Entries from a pointing dataset:
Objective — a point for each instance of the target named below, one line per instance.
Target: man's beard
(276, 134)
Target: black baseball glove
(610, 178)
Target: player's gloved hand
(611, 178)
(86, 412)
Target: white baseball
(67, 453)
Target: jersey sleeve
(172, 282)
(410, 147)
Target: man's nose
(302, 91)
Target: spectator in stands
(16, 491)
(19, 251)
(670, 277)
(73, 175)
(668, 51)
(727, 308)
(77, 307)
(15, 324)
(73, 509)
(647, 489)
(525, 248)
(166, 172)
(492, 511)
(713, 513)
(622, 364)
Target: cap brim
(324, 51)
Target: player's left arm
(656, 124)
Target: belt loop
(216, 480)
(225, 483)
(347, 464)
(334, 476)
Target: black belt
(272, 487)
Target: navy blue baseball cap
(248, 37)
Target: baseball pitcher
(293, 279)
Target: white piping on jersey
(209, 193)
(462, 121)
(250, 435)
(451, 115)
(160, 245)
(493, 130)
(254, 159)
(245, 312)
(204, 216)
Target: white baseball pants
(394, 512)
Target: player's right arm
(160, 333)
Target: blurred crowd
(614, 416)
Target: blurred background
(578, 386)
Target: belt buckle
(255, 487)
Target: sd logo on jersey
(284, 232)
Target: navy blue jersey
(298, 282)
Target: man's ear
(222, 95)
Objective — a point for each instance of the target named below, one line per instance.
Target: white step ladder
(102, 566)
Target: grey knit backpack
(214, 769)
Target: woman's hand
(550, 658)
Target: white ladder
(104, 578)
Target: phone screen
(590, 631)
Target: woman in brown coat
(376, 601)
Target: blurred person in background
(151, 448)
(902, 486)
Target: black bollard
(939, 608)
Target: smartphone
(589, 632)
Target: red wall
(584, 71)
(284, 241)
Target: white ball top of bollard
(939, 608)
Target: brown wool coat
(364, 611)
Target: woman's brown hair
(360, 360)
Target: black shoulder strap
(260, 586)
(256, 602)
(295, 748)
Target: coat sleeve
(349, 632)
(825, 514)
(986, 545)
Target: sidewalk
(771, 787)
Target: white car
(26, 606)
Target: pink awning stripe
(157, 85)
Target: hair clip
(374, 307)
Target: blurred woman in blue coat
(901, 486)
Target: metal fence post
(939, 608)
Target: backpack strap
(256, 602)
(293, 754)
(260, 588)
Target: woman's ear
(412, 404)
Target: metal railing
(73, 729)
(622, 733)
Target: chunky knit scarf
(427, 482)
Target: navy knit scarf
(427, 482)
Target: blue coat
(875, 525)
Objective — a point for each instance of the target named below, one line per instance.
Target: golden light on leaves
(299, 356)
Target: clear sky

• [THE TASK]: Copy out all of the data exactly, leaving nothing out.

• [TASK OUTPUT]:
Objective — a point for each instance of the target named below, one line per instance.
Target: man's beard
(276, 134)
Target: black baseball glove
(610, 178)
Target: player's gloved hand
(611, 178)
(86, 412)
Target: white baseball
(67, 453)
Target: jersey sleeve
(172, 282)
(410, 147)
Target: man's nose
(302, 91)
Target: spectator in stands
(16, 491)
(19, 251)
(670, 277)
(73, 175)
(668, 51)
(727, 308)
(77, 307)
(15, 324)
(73, 509)
(647, 489)
(525, 248)
(166, 172)
(492, 511)
(713, 513)
(622, 364)
Target: cap brim
(324, 51)
Target: player's left arm
(656, 124)
Target: belt loop
(216, 480)
(225, 483)
(347, 464)
(334, 476)
Target: black belt
(272, 487)
Target: navy blue baseball cap
(248, 37)
Target: baseball pitcher
(293, 279)
Target: white piping on jersey
(209, 193)
(462, 121)
(250, 435)
(451, 115)
(160, 245)
(493, 130)
(254, 159)
(245, 312)
(204, 216)
Target: white baseball pants
(394, 512)
Target: player's right arm
(160, 333)
Target: blurred crowd
(614, 416)
Target: blurred background
(578, 386)
Target: belt buckle
(255, 487)
Target: sd logo on jersey
(284, 232)
Target: navy blue jersey
(298, 282)
Target: man's ear
(222, 95)
Objective — a point for each instance of the target named below, one line per instance.
Target: white step ladder
(102, 566)
Target: grey knit backpack
(214, 769)
Target: woman's hand
(550, 658)
Target: white ladder
(104, 578)
Target: phone screen
(590, 631)
Target: woman in brown coat
(376, 601)
Target: blurred person in background
(151, 448)
(902, 486)
Target: black bollard
(939, 608)
Target: smartphone
(589, 632)
Target: red wall
(584, 71)
(284, 241)
Target: white ball top of bollard
(939, 608)
Target: brown wool coat
(364, 611)
Target: woman's brown hair
(360, 360)
Target: black shoulder strap
(260, 586)
(256, 602)
(295, 748)
Target: coat sleeve
(349, 632)
(825, 514)
(986, 545)
Target: sidewalk
(771, 787)
Target: white car
(26, 606)
Target: pink awning stripe
(157, 85)
Target: hair clip
(374, 307)
Target: blurred woman in blue coat
(901, 486)
Target: metal fence post
(939, 608)
Target: backpack strap
(256, 602)
(293, 754)
(260, 588)
Target: woman's ear
(412, 404)
Target: metal railing
(73, 729)
(622, 733)
Target: chunky knit scarf
(427, 482)
Target: navy knit scarf
(427, 482)
Target: blue coat
(875, 525)
Objective — a point for each instance of the target named below, one line per instance.
Target: golden light on leaves
(299, 356)
Target: clear sky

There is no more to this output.